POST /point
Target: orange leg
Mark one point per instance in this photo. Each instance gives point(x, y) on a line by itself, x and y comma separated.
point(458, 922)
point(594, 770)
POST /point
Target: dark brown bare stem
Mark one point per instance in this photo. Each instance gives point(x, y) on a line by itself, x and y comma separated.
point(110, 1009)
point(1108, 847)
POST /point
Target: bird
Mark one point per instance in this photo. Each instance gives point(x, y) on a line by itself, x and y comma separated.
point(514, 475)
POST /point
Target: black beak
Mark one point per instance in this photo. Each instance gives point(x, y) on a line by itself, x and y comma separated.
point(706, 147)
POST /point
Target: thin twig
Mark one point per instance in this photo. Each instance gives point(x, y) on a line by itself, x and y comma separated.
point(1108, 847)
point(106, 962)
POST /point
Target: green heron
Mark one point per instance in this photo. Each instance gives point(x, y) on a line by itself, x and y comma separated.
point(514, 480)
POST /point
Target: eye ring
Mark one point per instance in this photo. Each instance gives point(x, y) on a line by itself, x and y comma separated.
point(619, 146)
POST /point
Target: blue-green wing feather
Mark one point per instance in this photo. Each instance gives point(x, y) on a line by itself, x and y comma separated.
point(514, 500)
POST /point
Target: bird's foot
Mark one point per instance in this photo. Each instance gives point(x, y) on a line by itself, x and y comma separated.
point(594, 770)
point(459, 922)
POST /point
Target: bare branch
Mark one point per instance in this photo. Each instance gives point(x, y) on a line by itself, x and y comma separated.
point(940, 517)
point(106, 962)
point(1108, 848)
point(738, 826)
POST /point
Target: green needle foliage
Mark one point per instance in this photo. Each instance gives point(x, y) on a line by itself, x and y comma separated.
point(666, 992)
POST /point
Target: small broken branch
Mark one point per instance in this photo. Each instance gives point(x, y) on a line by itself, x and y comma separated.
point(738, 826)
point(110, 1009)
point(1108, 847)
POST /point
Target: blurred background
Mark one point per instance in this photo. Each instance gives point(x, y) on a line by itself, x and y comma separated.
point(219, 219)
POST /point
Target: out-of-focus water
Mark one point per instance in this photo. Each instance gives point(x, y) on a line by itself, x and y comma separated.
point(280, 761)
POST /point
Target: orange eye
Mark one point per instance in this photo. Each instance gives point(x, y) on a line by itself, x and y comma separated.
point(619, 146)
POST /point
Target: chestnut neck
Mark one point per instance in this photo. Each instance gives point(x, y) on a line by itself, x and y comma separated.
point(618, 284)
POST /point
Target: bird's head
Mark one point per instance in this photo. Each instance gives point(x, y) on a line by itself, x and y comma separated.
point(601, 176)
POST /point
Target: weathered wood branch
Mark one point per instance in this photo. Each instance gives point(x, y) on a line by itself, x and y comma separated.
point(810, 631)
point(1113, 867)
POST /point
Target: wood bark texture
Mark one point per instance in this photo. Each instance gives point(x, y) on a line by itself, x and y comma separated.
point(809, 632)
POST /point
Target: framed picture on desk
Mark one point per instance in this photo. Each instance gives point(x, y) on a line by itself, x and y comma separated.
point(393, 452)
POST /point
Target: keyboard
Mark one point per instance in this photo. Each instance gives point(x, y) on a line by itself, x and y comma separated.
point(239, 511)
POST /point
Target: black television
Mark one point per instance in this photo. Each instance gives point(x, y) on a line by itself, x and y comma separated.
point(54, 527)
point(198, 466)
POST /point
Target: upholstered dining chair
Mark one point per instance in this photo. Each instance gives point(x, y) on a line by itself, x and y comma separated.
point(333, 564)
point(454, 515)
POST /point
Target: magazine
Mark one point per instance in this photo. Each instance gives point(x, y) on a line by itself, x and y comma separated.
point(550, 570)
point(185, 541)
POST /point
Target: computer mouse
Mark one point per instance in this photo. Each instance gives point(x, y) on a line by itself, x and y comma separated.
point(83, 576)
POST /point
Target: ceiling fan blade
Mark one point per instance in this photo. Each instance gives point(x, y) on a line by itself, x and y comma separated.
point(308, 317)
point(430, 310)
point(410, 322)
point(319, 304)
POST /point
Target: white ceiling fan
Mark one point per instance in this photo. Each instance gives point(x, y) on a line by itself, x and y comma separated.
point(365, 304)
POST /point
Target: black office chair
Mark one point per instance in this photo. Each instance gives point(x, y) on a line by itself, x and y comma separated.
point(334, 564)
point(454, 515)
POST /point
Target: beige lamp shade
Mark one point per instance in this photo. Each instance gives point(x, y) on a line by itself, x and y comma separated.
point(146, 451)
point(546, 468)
★ ★ ★ ★ ★
**AIM OF THE EXERCISE:**
Provide the number of lines in the entries above on which the string "bare" is found, and no other text.

**SOLUTION TO THIS TASK:**
2